• Passage shown

BEGIN

You know what really pisses me off about tomatos? They sound a lot like “potato.” Clearly, this is a Satanic plot to confuse innocent, god-fearing consumers. Everyone knows that the potato is the most perfect of all God’s creations. They can be used to make everything from french fries to vodka. They’re a wonder tuber. They’re tasty, healthy (except when converted into alcohol or pure fat, as above), they are considered an acceptable form of currency world wide, and they can cure the heartbreak of psoriosis. Plus, they look just like little cherubs. That’s assuming, of course, that cherubs are quadruple amputees with a terrible skin condition and an abnormal number and placement of eyes. And who’s to say they aren’t? Have you ever seen a cherub? I rest my case.
Although they do have this much in common: raw potatos aren’t very good, either.
You know, Coldfire is conspicuously missing from this discussion. A good many of the tomatoes you get in Germany are imported from Holland - and let me tell you, that place must be Satan’s home base.

END

• Tasks to perform
1. Set down, word for word, the part of the potato-and-tomato passage that opens with the words "You know what" and closes with "very good, either.".
2. Resume the potato-and-tomato passage from its final sentence onward.
The records that follow are not needed for anything asked here.

• Data extract
BEGIN

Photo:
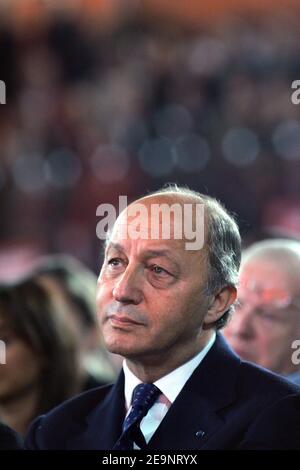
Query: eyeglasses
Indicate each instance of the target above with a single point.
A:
(269, 296)
(269, 302)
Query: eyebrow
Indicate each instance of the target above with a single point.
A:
(148, 253)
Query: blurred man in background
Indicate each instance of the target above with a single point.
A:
(266, 324)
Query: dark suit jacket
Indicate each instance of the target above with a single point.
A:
(226, 404)
(9, 439)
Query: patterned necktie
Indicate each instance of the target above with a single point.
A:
(144, 396)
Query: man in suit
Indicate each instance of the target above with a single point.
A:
(266, 326)
(161, 301)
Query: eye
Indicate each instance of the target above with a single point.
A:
(115, 262)
(160, 271)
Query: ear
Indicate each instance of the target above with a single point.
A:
(220, 302)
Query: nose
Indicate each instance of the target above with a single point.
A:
(128, 288)
(242, 324)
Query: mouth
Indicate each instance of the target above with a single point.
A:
(121, 321)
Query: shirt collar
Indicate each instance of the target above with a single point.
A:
(172, 383)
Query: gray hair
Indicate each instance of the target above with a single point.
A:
(223, 243)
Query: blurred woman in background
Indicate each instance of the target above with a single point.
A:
(42, 366)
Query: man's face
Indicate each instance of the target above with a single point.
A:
(267, 321)
(150, 298)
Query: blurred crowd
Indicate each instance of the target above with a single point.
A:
(90, 110)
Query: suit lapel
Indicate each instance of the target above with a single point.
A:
(193, 418)
(104, 424)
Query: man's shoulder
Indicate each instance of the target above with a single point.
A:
(64, 420)
(9, 439)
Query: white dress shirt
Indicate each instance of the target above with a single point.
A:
(170, 385)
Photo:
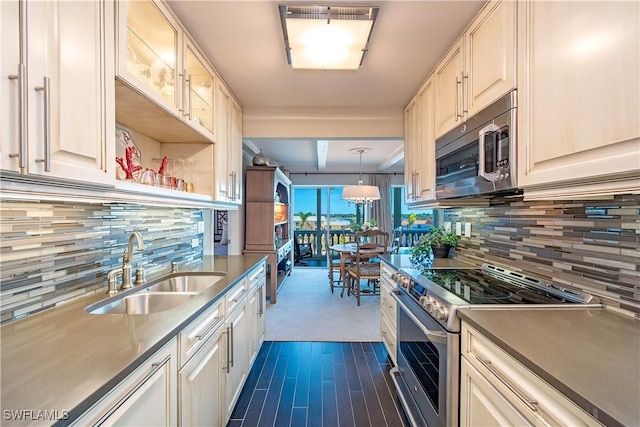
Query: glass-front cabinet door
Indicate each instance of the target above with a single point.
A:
(148, 38)
(199, 85)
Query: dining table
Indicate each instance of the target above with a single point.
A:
(346, 249)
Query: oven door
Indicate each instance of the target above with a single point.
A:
(428, 366)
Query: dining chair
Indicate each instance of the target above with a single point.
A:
(365, 265)
(334, 265)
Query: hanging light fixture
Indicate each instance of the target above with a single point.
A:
(360, 194)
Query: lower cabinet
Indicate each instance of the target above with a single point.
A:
(196, 378)
(388, 313)
(496, 389)
(237, 362)
(200, 382)
(147, 397)
(255, 312)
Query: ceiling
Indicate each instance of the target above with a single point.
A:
(244, 42)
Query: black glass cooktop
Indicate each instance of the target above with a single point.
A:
(480, 287)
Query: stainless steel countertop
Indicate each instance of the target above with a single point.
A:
(590, 356)
(65, 359)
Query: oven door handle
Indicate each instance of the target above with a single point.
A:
(489, 176)
(434, 336)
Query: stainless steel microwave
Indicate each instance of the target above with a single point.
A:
(479, 156)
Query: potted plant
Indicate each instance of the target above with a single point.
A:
(441, 241)
(435, 243)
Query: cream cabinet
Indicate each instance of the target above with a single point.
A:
(479, 68)
(237, 367)
(496, 389)
(579, 98)
(56, 90)
(147, 397)
(256, 311)
(420, 146)
(201, 381)
(158, 62)
(388, 313)
(228, 148)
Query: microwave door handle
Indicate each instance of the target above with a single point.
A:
(489, 176)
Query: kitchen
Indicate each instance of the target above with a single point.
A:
(578, 224)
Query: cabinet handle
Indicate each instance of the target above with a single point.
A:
(22, 118)
(188, 85)
(465, 99)
(232, 355)
(47, 124)
(236, 299)
(529, 402)
(458, 83)
(206, 332)
(228, 349)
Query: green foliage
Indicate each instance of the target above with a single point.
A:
(438, 236)
(304, 216)
(421, 253)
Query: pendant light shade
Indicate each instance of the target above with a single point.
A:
(360, 194)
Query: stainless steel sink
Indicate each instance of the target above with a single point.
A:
(142, 303)
(186, 282)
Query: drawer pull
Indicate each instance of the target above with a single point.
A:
(529, 402)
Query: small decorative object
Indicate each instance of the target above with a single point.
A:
(437, 241)
(129, 167)
(412, 219)
(127, 153)
(260, 159)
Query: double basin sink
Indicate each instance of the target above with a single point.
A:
(162, 294)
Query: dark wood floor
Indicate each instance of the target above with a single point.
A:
(318, 384)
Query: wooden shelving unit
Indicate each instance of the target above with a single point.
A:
(268, 222)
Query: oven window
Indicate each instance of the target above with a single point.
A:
(422, 357)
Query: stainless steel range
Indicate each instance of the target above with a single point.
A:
(427, 375)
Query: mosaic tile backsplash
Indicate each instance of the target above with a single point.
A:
(54, 252)
(589, 245)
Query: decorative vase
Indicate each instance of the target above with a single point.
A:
(440, 251)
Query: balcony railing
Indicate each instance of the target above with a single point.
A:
(318, 240)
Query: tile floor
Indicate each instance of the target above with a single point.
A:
(327, 384)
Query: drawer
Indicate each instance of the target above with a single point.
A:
(529, 393)
(387, 303)
(196, 333)
(256, 276)
(236, 295)
(388, 335)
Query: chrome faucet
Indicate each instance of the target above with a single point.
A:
(126, 259)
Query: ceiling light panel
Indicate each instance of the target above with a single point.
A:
(326, 38)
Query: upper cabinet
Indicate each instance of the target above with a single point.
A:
(228, 149)
(579, 99)
(157, 60)
(479, 68)
(420, 146)
(55, 104)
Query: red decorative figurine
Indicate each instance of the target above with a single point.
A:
(129, 168)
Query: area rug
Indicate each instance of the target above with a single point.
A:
(306, 310)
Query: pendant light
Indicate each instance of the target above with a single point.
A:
(360, 194)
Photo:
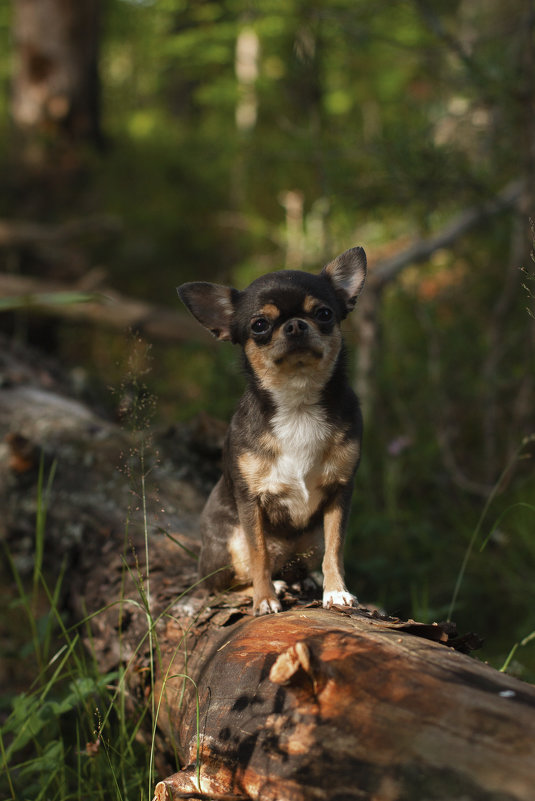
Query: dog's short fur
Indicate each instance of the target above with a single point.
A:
(293, 444)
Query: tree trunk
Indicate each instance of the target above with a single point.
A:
(55, 93)
(308, 704)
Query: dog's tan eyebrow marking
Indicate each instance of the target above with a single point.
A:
(309, 303)
(270, 311)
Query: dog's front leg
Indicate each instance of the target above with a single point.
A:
(264, 596)
(334, 588)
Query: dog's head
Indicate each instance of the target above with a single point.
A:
(287, 322)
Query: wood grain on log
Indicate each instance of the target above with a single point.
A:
(332, 704)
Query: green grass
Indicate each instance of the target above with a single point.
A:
(72, 735)
(68, 736)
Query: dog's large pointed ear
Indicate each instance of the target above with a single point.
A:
(347, 273)
(211, 304)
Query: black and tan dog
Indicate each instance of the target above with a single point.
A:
(293, 445)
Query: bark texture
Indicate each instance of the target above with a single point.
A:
(55, 85)
(309, 704)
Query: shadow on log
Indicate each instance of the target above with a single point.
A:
(312, 704)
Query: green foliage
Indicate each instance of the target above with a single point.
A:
(67, 736)
(380, 122)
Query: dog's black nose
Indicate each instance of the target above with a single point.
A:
(295, 327)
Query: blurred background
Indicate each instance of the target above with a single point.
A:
(144, 143)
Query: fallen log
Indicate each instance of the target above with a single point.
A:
(313, 704)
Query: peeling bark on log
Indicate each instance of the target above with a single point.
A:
(326, 704)
(308, 704)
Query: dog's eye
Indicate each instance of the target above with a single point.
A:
(260, 325)
(324, 314)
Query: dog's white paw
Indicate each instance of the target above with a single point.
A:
(268, 605)
(338, 598)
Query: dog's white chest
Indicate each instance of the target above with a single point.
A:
(302, 437)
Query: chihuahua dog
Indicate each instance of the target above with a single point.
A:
(293, 445)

END

• Results by task
1.
You know what really pisses me off about tomatos? They sound a lot like “potato.” Clearly, this is a Satanic plot to confuse innocent, god-fearing consumers. Everyone knows that the potato is the most perfect of all God’s creations. They can be used to make everything from french fries to vodka. They’re a wonder tuber. They’re tasty, healthy (except when converted into alcohol or pure fat, as above), they are considered an acceptable form of currency world wide, and they can cure the heartbreak of psoriosis. Plus, they look just like little cherubs. That’s assuming, of course, that cherubs are quadruple amputees with a terrible skin condition and an abnormal number and placement of eyes. And who’s to say they aren’t? Have you ever seen a cherub? I rest my case.
Although they do have this much in common: raw potatos aren’t very good, either.

2.
All of the horror stories I’ve heard here are true of tomatos from Holland. Squishy, runny, pink, vile. They are so bad, the Germans wanted to nominate the developer of the Holland tomato for a Nobel prize in science for the development of sliceable water. They couldn’t get the cheeseheads to cough up a name, though. I guess it wouldn’t have looked good to have to admit to being dupes of the great Satan.
That said, I love a GOOD tomato. Pick right off the vine at that delicious stage of “ripe and just half a second away from begining to be over ripe” and eat 'em in chunks. Ahhh, yummy.
Umm. Fried green tomatoes - for those times when you can’t wait for the goodness that is a properly riped tomato and must have so delicious fresh tomatoness - right now.
I see, though, that someone has already mentioned Satan’s toe-jam - black licorice. The most horrid stuff ever concocted, worse than anise in its native form. Lord help me, the Germans think this is a good flavor for toothpaste. I shit you not, one of the better (from the medical stand point) toothpastes overhere is available ONLY with anise flavor. Why didn’t they just go ahead and make it turd colored, too. The vileness would be complete, then.
They even make the stuff as a children’s toothpaste - corrupting the youth of a nation, I tell you!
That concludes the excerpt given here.